▶ The request
Reproduce the portion of the material that begins with the line containing "[locate] the white ship" and ends with the line containing "x=62, y=130", including both of those lines, and leave out the pictures.

▶ Given records
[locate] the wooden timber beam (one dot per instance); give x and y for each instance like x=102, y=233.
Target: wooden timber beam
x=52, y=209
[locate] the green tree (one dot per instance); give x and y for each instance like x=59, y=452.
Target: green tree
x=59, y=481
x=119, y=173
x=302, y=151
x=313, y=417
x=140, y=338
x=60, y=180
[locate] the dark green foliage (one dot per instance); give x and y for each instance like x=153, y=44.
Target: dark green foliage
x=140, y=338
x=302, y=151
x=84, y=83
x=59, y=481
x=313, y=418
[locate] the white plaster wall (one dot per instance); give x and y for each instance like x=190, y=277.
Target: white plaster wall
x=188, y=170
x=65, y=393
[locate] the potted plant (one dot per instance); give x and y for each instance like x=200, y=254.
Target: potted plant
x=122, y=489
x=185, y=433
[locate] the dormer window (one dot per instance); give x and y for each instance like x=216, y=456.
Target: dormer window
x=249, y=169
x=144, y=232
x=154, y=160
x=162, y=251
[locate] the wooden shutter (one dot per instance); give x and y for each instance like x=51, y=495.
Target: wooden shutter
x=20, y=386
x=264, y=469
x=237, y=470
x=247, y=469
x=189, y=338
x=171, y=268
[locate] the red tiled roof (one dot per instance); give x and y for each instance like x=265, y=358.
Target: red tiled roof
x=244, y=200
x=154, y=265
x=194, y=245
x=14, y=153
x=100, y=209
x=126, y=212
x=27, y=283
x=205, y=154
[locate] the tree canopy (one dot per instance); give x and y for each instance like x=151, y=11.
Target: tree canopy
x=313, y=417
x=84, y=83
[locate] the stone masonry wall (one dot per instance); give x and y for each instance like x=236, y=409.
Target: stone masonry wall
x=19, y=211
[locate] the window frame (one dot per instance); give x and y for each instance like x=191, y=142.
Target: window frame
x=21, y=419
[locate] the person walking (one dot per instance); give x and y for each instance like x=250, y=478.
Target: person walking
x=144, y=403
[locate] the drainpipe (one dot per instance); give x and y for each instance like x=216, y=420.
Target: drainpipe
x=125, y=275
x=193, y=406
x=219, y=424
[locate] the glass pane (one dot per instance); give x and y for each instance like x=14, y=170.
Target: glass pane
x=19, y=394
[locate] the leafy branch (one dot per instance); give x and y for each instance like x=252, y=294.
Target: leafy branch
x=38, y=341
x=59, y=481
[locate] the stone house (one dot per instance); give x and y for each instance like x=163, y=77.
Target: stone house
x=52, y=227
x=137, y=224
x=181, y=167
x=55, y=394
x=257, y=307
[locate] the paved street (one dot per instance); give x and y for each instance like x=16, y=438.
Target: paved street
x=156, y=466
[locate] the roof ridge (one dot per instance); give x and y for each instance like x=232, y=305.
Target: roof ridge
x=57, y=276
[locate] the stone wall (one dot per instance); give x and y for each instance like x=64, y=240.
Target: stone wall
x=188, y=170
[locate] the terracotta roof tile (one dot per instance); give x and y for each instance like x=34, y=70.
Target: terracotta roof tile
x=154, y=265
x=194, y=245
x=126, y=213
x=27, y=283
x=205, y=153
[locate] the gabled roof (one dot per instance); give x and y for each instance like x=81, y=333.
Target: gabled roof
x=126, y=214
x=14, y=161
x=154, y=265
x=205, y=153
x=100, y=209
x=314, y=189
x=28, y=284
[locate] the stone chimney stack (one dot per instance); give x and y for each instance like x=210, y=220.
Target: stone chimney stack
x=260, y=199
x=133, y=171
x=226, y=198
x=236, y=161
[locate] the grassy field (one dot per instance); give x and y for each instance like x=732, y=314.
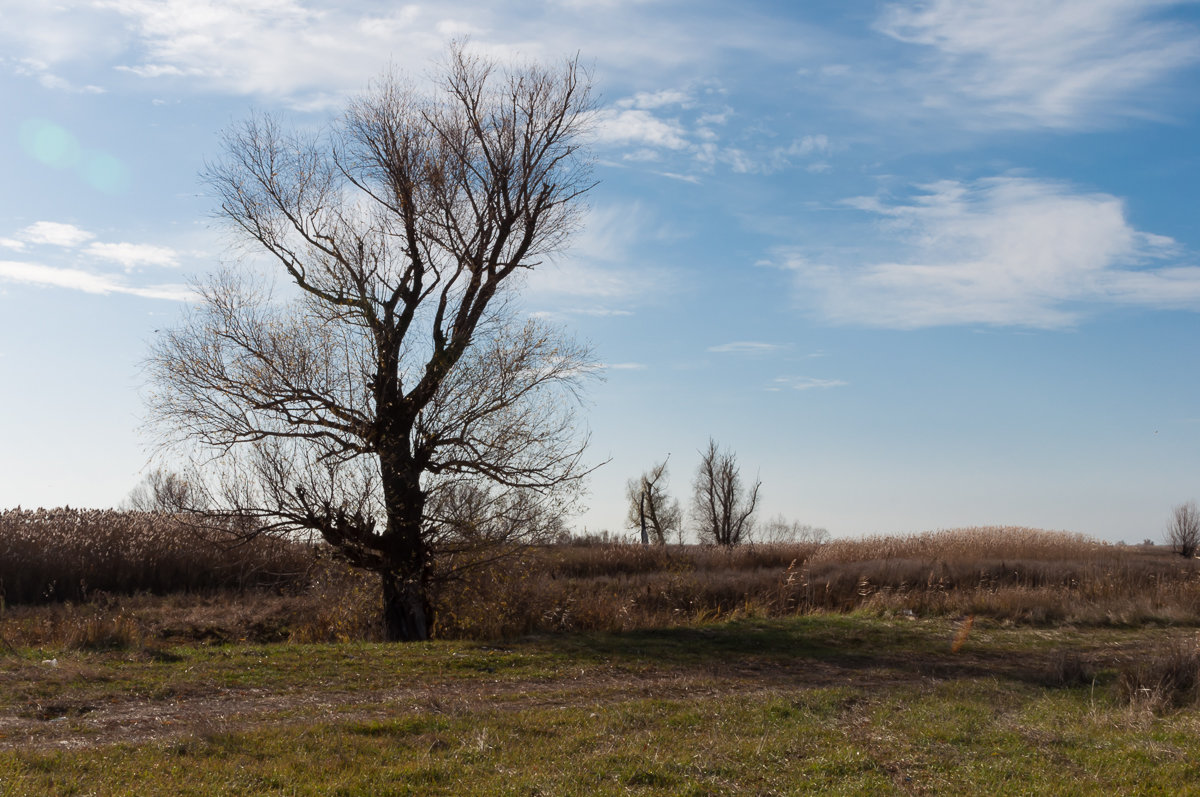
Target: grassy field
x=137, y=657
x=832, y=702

---

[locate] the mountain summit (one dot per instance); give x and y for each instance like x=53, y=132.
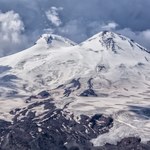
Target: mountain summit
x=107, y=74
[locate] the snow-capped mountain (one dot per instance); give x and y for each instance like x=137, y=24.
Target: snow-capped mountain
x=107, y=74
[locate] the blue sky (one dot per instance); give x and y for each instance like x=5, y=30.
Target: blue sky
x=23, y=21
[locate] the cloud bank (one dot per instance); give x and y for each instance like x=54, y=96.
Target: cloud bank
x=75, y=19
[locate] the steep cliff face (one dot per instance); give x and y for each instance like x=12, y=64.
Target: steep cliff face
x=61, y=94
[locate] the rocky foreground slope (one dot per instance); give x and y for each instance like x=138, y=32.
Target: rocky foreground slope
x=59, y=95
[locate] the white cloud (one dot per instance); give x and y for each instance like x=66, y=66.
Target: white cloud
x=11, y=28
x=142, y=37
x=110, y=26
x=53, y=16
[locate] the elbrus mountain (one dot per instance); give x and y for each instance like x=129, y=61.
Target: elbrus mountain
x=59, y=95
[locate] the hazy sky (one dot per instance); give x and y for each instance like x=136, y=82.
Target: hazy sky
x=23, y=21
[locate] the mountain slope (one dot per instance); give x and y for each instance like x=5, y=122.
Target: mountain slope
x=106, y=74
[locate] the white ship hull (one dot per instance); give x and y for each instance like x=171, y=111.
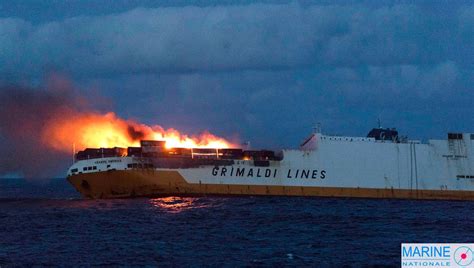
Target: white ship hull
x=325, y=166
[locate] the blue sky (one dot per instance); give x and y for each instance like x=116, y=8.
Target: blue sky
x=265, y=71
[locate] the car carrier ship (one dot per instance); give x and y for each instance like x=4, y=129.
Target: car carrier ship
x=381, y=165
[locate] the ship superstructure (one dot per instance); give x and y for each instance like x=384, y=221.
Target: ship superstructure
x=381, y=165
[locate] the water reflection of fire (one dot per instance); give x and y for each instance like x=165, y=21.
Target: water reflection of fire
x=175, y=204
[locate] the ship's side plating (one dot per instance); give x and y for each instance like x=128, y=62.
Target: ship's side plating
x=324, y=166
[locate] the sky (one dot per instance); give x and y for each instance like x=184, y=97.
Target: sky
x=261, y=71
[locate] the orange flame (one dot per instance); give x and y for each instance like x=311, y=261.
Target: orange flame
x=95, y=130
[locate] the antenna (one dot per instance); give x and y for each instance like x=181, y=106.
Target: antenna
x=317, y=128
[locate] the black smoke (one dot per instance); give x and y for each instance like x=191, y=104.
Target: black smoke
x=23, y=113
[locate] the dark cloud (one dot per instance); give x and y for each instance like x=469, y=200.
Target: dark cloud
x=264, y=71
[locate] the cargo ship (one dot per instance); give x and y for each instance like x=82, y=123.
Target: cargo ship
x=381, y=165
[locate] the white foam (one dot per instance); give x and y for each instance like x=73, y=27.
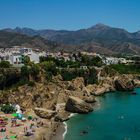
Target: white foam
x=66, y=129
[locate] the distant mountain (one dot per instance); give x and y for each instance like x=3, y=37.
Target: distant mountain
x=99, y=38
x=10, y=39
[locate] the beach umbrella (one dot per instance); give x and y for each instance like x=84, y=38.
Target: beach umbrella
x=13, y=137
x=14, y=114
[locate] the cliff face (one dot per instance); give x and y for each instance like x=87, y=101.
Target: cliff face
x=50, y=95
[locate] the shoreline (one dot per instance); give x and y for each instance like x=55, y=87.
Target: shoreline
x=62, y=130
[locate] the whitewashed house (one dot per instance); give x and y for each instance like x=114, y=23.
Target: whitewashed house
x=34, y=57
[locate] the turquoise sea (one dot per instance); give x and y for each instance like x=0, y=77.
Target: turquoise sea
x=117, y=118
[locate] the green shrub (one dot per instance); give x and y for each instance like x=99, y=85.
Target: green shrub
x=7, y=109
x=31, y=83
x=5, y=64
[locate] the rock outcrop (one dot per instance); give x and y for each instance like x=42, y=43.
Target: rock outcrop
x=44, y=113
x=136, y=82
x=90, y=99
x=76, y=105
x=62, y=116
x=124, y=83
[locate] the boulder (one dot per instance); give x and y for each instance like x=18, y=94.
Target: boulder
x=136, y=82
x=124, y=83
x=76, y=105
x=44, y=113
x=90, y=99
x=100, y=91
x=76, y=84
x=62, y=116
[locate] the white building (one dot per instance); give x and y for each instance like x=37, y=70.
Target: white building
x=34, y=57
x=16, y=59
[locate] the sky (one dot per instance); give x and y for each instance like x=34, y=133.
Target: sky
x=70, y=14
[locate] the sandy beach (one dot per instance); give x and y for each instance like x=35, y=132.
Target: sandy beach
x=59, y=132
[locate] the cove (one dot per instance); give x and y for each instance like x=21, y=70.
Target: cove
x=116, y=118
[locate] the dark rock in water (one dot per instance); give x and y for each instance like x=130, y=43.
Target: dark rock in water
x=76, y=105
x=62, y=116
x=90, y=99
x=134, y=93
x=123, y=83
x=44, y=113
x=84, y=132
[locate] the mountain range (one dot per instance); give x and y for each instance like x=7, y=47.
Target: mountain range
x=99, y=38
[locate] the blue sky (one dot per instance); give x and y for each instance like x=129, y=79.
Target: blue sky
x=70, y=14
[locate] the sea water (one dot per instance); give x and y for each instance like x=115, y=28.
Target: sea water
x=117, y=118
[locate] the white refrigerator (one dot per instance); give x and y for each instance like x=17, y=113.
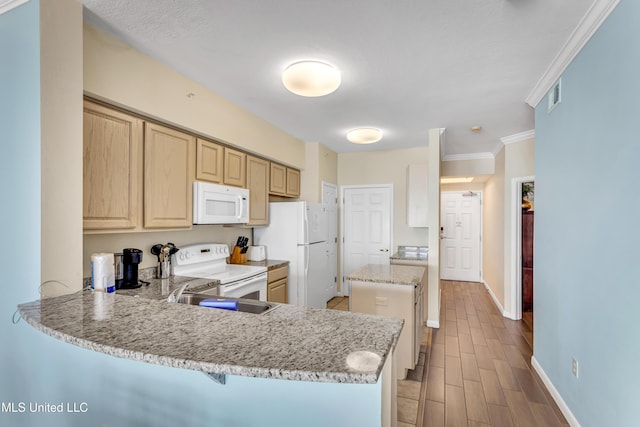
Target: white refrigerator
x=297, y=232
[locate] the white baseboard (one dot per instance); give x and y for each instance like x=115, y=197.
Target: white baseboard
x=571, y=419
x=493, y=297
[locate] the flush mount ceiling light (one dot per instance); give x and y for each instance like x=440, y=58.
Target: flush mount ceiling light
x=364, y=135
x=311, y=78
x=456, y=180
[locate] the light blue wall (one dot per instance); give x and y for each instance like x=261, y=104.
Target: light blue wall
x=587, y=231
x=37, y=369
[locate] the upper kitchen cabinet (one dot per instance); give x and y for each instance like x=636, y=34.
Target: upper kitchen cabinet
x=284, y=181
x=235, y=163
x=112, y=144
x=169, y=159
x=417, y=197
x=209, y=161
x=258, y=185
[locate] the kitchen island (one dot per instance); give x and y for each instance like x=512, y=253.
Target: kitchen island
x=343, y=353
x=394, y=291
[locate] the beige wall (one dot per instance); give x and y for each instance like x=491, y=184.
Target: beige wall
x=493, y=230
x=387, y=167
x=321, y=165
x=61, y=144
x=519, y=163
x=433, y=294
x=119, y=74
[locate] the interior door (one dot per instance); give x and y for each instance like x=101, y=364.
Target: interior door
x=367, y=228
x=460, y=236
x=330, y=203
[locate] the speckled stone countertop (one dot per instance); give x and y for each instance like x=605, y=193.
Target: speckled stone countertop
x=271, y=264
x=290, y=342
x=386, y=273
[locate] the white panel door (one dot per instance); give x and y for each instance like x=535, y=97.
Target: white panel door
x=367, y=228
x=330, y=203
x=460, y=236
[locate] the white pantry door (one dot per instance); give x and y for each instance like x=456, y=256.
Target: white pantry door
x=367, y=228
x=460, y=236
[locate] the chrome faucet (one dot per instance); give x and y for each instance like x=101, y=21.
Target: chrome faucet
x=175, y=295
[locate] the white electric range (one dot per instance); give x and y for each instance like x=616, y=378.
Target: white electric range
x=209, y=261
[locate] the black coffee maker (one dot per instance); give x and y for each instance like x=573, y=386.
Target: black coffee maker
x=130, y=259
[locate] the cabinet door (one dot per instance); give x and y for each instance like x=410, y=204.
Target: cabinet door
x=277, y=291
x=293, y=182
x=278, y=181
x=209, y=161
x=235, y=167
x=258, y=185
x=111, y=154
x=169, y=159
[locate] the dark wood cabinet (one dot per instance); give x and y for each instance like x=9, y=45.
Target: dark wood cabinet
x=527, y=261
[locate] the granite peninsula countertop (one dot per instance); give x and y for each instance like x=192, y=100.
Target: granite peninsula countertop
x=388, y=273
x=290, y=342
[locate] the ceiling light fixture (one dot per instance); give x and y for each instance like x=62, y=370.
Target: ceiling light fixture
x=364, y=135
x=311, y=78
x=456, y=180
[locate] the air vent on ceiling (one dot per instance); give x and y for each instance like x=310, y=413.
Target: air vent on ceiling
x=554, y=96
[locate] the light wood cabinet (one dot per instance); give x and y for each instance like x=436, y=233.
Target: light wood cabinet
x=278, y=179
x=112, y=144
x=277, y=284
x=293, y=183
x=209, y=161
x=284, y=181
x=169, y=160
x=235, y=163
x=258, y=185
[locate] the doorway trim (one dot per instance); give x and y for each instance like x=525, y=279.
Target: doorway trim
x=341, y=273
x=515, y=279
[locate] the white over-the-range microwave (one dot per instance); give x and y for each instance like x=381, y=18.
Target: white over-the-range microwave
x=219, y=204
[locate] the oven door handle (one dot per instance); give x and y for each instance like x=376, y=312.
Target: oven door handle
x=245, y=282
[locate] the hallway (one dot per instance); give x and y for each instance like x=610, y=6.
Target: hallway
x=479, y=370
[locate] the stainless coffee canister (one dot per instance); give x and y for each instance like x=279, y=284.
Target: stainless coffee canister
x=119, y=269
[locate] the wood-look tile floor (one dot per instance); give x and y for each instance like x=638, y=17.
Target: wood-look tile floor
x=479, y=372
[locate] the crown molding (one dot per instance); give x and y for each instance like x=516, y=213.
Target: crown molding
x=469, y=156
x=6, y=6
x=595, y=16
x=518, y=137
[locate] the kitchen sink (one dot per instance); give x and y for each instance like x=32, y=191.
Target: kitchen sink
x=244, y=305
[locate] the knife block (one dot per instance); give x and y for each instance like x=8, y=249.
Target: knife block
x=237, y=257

▶ Response to this task
[locate] the white ship hull (one dot per instance); give x and y for each instance like x=171, y=111.
Target: white ship hull
x=325, y=166
[locate] the blue sky (one dot per instance); give x and y for each instance like x=116, y=8.
Target: blue sky
x=265, y=71
[locate] the car carrier ship (one dot per instance); give x and y for each instance like x=4, y=129.
Target: car carrier ship
x=381, y=165
[locate] the ship superstructure (one dot per instance); give x and y for each instance like x=384, y=221.
Target: ship superstructure
x=381, y=165
[locate] the water reflection of fire (one dot per instance); give x and y for each instance like x=165, y=21.
Target: water reflection of fire
x=175, y=204
[locate] the ship's side plating (one dot per instance); give x and y for each instance like x=128, y=62.
Target: ship's side plating
x=324, y=166
[locate] the sky (one dot per instance); give x and y for each instance like x=184, y=97.
Target: sky
x=261, y=71
[locate] the orange flame (one dot per instance); give x and y for each instance like x=311, y=261.
Target: orange flame
x=95, y=130
[locate] the antenna (one dot per instance); give x and y for each instance like x=181, y=106.
Target: antenna
x=317, y=128
[locate] the black smoke (one dot per instance); give x and y for each instance like x=191, y=104.
Target: black smoke
x=23, y=113
[locate] the dark cloud (one dot per instance); give x and y for each instance like x=469, y=200.
Target: dark cloud
x=264, y=71
[locate] the cargo ship (one dot per instance); give x and y for each instance like x=82, y=123.
Target: cargo ship
x=381, y=165
[locate] the white foam (one dot per instance); give x and y for each instance like x=73, y=27.
Target: white foam
x=66, y=129
[locate] the distant mountain (one dot per instance); give x and y for each instance like x=3, y=37.
Target: distant mountain
x=99, y=38
x=10, y=39
[locate] the beach umbrella (one dot per instance); give x and y for each instance like x=84, y=38.
Target: beach umbrella
x=13, y=137
x=14, y=114
[locate] the cliff face (one dot per instance); give x and y for each instance like x=87, y=101.
Target: cliff face
x=50, y=95
[locate] the shoreline (one dot per instance); give x and y for each instance like x=55, y=87.
Target: shoreline
x=62, y=130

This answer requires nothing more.